TASK → Find the line that contains "Q: Point to one spot on each instance of the tree"; then retype it and each line after it, exactly, through the final line of the data below.

INPUT MATERIAL →
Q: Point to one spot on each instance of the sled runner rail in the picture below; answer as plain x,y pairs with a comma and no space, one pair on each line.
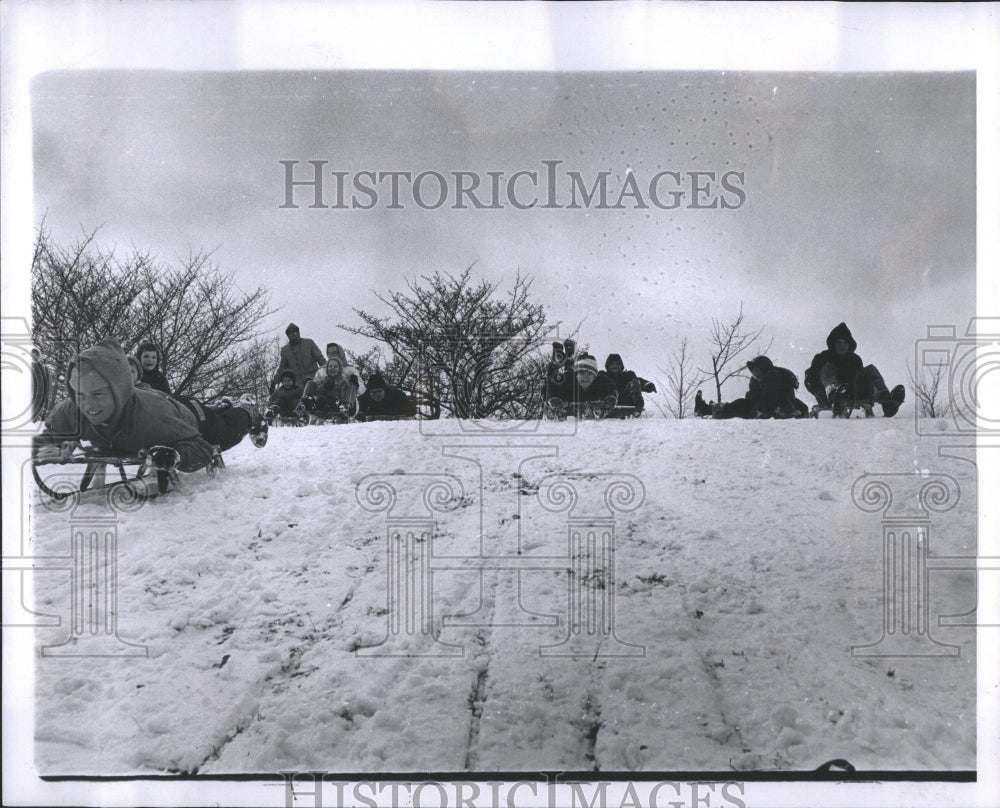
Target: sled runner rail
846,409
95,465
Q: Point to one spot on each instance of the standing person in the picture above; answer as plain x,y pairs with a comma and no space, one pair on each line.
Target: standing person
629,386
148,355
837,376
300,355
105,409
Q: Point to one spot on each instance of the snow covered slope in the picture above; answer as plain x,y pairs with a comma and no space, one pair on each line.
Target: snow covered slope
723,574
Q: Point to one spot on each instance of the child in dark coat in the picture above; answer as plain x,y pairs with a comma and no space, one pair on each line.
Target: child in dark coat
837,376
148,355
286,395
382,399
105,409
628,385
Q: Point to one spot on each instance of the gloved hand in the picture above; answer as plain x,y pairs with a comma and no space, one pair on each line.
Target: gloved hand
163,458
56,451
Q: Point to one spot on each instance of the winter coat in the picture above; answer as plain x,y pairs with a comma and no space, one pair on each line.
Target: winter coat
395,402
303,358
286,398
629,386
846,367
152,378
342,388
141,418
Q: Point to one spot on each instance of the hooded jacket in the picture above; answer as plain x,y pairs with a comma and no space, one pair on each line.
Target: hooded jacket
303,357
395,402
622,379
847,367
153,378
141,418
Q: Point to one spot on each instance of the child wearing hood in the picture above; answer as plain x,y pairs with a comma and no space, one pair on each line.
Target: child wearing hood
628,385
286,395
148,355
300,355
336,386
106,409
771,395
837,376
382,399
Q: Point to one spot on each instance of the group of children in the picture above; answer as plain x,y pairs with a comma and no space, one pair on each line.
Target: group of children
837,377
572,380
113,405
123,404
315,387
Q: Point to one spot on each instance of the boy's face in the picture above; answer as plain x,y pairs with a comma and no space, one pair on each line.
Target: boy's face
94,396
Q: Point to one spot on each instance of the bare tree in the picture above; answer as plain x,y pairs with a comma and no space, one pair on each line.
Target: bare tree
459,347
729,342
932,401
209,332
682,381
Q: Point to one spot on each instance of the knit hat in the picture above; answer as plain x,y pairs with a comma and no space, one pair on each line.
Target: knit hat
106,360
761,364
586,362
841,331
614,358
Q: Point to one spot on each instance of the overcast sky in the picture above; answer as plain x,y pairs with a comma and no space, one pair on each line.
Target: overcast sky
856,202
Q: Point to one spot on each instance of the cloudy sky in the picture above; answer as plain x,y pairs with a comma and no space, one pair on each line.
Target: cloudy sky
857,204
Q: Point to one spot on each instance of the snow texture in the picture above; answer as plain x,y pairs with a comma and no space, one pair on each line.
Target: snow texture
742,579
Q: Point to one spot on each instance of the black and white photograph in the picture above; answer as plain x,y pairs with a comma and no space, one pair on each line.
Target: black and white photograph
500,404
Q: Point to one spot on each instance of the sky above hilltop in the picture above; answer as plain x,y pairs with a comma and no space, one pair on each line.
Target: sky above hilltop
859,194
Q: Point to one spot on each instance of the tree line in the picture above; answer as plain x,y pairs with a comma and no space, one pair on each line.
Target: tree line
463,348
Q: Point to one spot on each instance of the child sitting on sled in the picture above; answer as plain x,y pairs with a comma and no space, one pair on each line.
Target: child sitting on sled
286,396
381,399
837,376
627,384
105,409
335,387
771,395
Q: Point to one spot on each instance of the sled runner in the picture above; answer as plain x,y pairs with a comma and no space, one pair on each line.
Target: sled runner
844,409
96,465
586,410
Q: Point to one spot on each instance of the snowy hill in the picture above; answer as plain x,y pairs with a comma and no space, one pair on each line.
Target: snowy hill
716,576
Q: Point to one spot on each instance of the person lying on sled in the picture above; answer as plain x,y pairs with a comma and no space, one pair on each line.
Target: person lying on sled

RESULT FOR THIS TASK →
Q: Point to one spot on each instance of the tree line in the picture above; answer as plain x,y pairs with a comma and no space, one pair on each line.
Target: tree line
463,348
Q: Point to one spot on each instance of the child sitting on sled in the picture above; answer as plain x,y pairs with a comma and no space, one pair on each line.
Target: child sitting on sled
286,396
381,399
837,376
627,384
105,409
335,387
771,395
Q: Point to one spot on each instance of the sled runner in the picture above; answer as plain x,y pairs with a comma and no space, one pair on each line.
Target: sled runner
844,409
96,465
586,410
Q: Point to one spot on each instance of the snowy hill in the picture above; answer as plain x,y pairs with a comma and no space, one pair on each line.
Target: snowy hill
716,576
Q: Point to one spot on each instance of the person lying on sled in the picture above; answer as plain x,y pairs with a comma and no space, one pair on each line.
Target: person lying on sled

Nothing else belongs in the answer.